*What to work on:*
a: Check each statement against the blog posts on the housing crisis below, and answer yes or no, quoting the deciding words: (i) The writer was 22 when buying a first house. (ii) The writer's household had two incomes when renting in 1967. (iii) The writer's rent in 1967 was $140.
b: Carry on with the blog posts on the housing crisis below, picking up after the last sentence of the post on overuse of the word "crisis."

*Extracted text:*
%%

Showing posts with label housing crisis. Show all posts
Showing posts with label housing crisis. Show all posts

Monday, November 24, 2025

Is there really a housing crisis?

Why is everything a crisis? Like the affordability crisis? The age of first home purchase has increased to 38. We were 22 when we bought our first house, a run down duplex. Dual incomes were the exception until 2nd wave feminism in the 70s when women were told to go to work to have value (and to pay more taxes). We were thrilled to have renters pay our mortgage! It needed a lot of sweat equity and a loan from my dad.
 
Young people today want much more. They marry later and have huge college loans--even their parents are still paying off loans! They want nice cars--and need 2 or 3. We didn't take trips, buy nice cars, go out to eat, or dress well. For a long time we were "house poor." I get this uneasy feeling that when the government steps in to "fix" housing, things get worse, like 2007-2008 subprime crisis, or building "affordable" neighborhoods (that aren't). We had run away consumerism and inflation--keeping up with the Jones. In America, you really can have it all--just not all at the same time.

This complex https://www.apartments.com/fox-and-hounds-columbus-oh/cvfs42e/ is about 50 years old. Based on inflation since 1967, it's less than the 2 bdrm 1 bath unit we rented in 1967 after we sold our house in Illinois and moved to Columbus . What is affordability? We had one income (because a wife's income wasn't factored in the housing costs in those days). The dollar had an average inflation rate of 4.00% per year between 1967 and today, producing a cumulative price increase of 869.99%, or our $140 rent would be like $1360 in 2025.

Tuesday, September 03, 2019

Overuse of the word CRISIS

What if media, politicians, academics and marketers couldn't use the word "crisis?"  It must be like the word “sale,” because it seems to work.

%%

*Supplied data:*
%%

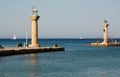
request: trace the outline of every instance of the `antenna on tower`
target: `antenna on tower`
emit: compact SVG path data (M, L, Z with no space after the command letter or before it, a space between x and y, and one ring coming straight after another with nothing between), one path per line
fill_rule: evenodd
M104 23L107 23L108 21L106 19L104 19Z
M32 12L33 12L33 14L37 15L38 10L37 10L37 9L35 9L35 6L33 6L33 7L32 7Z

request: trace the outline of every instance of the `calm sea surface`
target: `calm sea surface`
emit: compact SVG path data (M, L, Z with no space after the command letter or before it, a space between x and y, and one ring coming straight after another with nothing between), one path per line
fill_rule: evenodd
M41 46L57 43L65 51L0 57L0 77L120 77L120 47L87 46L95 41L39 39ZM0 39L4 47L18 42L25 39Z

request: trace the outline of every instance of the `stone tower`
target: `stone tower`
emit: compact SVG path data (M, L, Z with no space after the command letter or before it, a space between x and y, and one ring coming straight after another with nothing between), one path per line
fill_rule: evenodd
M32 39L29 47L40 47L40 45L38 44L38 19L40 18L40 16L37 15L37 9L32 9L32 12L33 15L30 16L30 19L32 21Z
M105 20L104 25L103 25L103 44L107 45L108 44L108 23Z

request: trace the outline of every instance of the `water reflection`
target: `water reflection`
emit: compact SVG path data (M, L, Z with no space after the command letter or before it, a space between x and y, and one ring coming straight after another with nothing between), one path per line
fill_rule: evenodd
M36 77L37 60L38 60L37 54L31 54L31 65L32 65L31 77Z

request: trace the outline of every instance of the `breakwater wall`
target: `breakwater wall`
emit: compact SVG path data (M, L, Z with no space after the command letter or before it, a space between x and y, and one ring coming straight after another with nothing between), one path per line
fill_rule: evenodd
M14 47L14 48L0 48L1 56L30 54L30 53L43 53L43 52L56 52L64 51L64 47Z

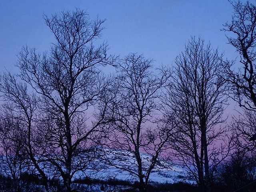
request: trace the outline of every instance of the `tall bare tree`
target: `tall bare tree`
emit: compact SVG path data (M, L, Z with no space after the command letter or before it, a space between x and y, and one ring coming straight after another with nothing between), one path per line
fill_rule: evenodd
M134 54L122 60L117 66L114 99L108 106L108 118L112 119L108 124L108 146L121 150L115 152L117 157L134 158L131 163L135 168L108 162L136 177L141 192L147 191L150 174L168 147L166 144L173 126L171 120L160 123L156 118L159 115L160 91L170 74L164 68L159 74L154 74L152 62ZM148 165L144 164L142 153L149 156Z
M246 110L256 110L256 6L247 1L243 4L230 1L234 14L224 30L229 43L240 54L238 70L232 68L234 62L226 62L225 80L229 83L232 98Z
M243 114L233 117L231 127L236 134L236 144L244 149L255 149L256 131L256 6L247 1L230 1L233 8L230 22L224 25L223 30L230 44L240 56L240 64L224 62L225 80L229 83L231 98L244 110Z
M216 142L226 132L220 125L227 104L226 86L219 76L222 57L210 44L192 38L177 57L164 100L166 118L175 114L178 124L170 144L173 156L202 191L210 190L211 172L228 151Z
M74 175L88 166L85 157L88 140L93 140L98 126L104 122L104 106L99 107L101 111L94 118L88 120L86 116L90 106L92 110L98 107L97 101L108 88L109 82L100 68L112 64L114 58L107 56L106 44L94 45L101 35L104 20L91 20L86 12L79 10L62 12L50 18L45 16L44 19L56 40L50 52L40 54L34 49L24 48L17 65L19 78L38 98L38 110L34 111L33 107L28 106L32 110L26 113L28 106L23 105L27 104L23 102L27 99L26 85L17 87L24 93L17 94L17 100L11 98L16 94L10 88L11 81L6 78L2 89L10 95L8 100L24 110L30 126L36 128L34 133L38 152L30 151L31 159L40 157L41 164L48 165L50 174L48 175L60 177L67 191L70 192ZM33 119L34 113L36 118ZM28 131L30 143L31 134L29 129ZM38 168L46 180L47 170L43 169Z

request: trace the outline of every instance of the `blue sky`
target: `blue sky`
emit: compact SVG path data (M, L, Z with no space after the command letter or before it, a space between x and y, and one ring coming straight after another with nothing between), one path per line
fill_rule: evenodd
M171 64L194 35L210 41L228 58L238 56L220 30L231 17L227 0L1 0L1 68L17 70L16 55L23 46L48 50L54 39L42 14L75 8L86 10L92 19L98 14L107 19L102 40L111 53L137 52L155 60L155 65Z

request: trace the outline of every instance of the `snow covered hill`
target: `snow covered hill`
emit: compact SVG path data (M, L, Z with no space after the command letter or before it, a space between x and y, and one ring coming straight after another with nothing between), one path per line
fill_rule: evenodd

%%

*Answers for the tasks:*
a:
(i) Yes: "We were 22 when we bought our first house, a run down duplex."
(ii) No: "We had one income (because a wife's income wasn't factored in the housing costs in those days)."
(iii) Yes: "our $140 rent would be like $1360 in 2025."

b:
  • "Air quality is quickly becoming a global health crisis, especially in highly urbanized areas."
  • " Every year, Ohio’s drug crisis grows."
  • "Obesity crisis: 2 billion people now overweight. . ."
  • "We don’t have a “gun” crisis in America. We have a crisis of angry, young men."
  • "Refugee education in crisis."
  • "10 facts about Africa's education crisis."
  • "The ocean plastic crisis."
  • "Domestic violence crisis text line."
  • "Crisis of the nones in church."
  • "The American fashion industry is in crisis."
  • "At a moment of architectural crisis, Trent university . . . "
  • "The [water] crisis in Flint is a result of a failure at all levels of government. "
  • "Democrats face identity crisis."
  • "Are you ready for the financial crisis of 2019?"
  • "Adolescent girls in crisis."
  • "There is a gluten crisis hanging over the baking industry as several factors converge in a slow and insidious manner."
  • "Crisis management plan for your wedding."
  • "There's a global banana crisis."
  • "Are we handling the bee crisis wrong?"
  • "The coal crisis has hit Powder River Basin."
  • "Facebook is facing an existential crisis"
  • "The crisis of the Democrats is becoming more evident each week."
  • "The border crisis is fracturing the Democrat party."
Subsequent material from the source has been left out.